Record excerpts:

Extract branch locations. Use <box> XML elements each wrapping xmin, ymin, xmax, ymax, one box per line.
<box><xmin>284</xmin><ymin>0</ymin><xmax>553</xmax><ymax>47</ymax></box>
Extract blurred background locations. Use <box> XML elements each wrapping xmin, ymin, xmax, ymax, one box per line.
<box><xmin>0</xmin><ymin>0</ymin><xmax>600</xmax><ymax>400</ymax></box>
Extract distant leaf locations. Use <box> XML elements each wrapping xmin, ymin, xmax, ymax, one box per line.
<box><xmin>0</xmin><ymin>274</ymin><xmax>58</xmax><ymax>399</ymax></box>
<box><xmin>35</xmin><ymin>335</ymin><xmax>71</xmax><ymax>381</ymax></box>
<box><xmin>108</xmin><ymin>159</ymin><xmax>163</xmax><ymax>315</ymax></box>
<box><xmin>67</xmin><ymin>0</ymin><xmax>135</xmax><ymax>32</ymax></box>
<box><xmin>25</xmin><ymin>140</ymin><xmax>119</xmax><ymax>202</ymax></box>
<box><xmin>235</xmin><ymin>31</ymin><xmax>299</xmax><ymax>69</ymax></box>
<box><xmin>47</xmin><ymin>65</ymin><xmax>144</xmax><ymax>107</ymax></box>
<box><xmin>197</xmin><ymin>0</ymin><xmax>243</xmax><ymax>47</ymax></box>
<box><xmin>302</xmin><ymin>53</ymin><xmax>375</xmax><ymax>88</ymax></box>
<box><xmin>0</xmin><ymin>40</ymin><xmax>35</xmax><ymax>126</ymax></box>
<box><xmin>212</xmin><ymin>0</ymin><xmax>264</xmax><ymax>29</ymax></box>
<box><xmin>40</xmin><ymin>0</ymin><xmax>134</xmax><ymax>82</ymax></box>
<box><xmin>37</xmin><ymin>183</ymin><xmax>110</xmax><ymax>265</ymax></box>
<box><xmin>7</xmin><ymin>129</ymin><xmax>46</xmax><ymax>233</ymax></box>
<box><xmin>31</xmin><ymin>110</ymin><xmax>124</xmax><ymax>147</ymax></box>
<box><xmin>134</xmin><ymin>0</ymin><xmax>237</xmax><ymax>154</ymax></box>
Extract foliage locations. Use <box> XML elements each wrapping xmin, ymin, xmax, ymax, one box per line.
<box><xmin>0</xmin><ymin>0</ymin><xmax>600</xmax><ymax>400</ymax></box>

What you need to do: Rewrite all of the data above, substituting "positions" for every "locations" and leaving everything else unchanged.

Answer to the exercise:
Extract branch positions. Use <box> XML elements each wrapping xmin, ymin, xmax, ymax, one box per line.
<box><xmin>284</xmin><ymin>0</ymin><xmax>553</xmax><ymax>47</ymax></box>
Extract blurred background positions. Use <box> XML elements each wrapping xmin, ymin, xmax, ymax, one box per line.
<box><xmin>0</xmin><ymin>0</ymin><xmax>600</xmax><ymax>400</ymax></box>
Extract distant leaf positions. Use <box> XML elements each wrapping xmin, ymin, xmax, ymax, one box per line.
<box><xmin>0</xmin><ymin>274</ymin><xmax>58</xmax><ymax>399</ymax></box>
<box><xmin>35</xmin><ymin>335</ymin><xmax>71</xmax><ymax>381</ymax></box>
<box><xmin>108</xmin><ymin>159</ymin><xmax>163</xmax><ymax>315</ymax></box>
<box><xmin>67</xmin><ymin>0</ymin><xmax>135</xmax><ymax>32</ymax></box>
<box><xmin>25</xmin><ymin>140</ymin><xmax>119</xmax><ymax>202</ymax></box>
<box><xmin>235</xmin><ymin>31</ymin><xmax>299</xmax><ymax>69</ymax></box>
<box><xmin>47</xmin><ymin>65</ymin><xmax>144</xmax><ymax>107</ymax></box>
<box><xmin>197</xmin><ymin>0</ymin><xmax>243</xmax><ymax>47</ymax></box>
<box><xmin>302</xmin><ymin>53</ymin><xmax>375</xmax><ymax>88</ymax></box>
<box><xmin>0</xmin><ymin>40</ymin><xmax>35</xmax><ymax>126</ymax></box>
<box><xmin>212</xmin><ymin>0</ymin><xmax>264</xmax><ymax>29</ymax></box>
<box><xmin>40</xmin><ymin>0</ymin><xmax>134</xmax><ymax>82</ymax></box>
<box><xmin>37</xmin><ymin>183</ymin><xmax>110</xmax><ymax>265</ymax></box>
<box><xmin>7</xmin><ymin>129</ymin><xmax>46</xmax><ymax>233</ymax></box>
<box><xmin>31</xmin><ymin>110</ymin><xmax>124</xmax><ymax>147</ymax></box>
<box><xmin>134</xmin><ymin>0</ymin><xmax>237</xmax><ymax>154</ymax></box>
Extract foliage positions. Use <box> XML elements each wrapping xmin, ymin, xmax, ymax, one box per line.
<box><xmin>0</xmin><ymin>0</ymin><xmax>600</xmax><ymax>400</ymax></box>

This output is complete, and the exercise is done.